>>>>

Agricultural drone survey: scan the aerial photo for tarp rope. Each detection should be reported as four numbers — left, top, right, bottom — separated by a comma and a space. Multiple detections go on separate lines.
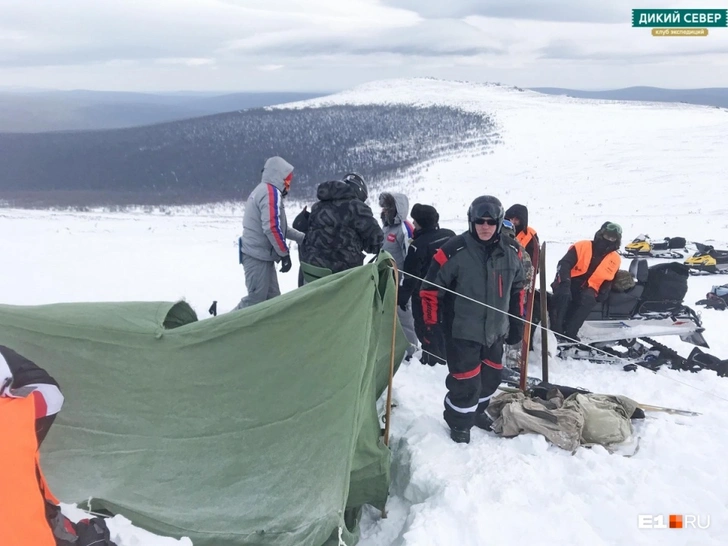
393, 267, 728, 406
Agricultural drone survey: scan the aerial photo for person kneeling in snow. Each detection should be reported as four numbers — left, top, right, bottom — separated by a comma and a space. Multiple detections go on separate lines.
550, 222, 622, 342
0, 345, 117, 546
419, 196, 526, 444
0, 345, 64, 545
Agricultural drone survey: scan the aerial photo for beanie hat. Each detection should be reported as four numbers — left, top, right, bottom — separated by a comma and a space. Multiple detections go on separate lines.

<<<<

_Problem statement_. Set down the lines of the records above exactly, apart from the pictures.

_Written reply_.
Agricultural drone survey: scan the aerial photo for tarp rope. Each detection should be reported as four numbers — left, top, right, bottom — separated by a comma and a space. Multiple detections go on separate lines.
393, 267, 728, 406
Agricultural drone survey: scan the aerial photo for person kneeling in snow. Each detection should be reported as four numbers — left, top, right, bottom — separated by a comma and a space. Multiple detections go on separate lines.
550, 222, 622, 342
0, 345, 117, 546
419, 196, 526, 444
0, 345, 64, 545
Agricultural drone survey: scan the aerial photo for beanie hat. Each detection should be reported as four numbers — left, top, right, bottom — separated by a comma and a space. Multiple detections go on separate lines.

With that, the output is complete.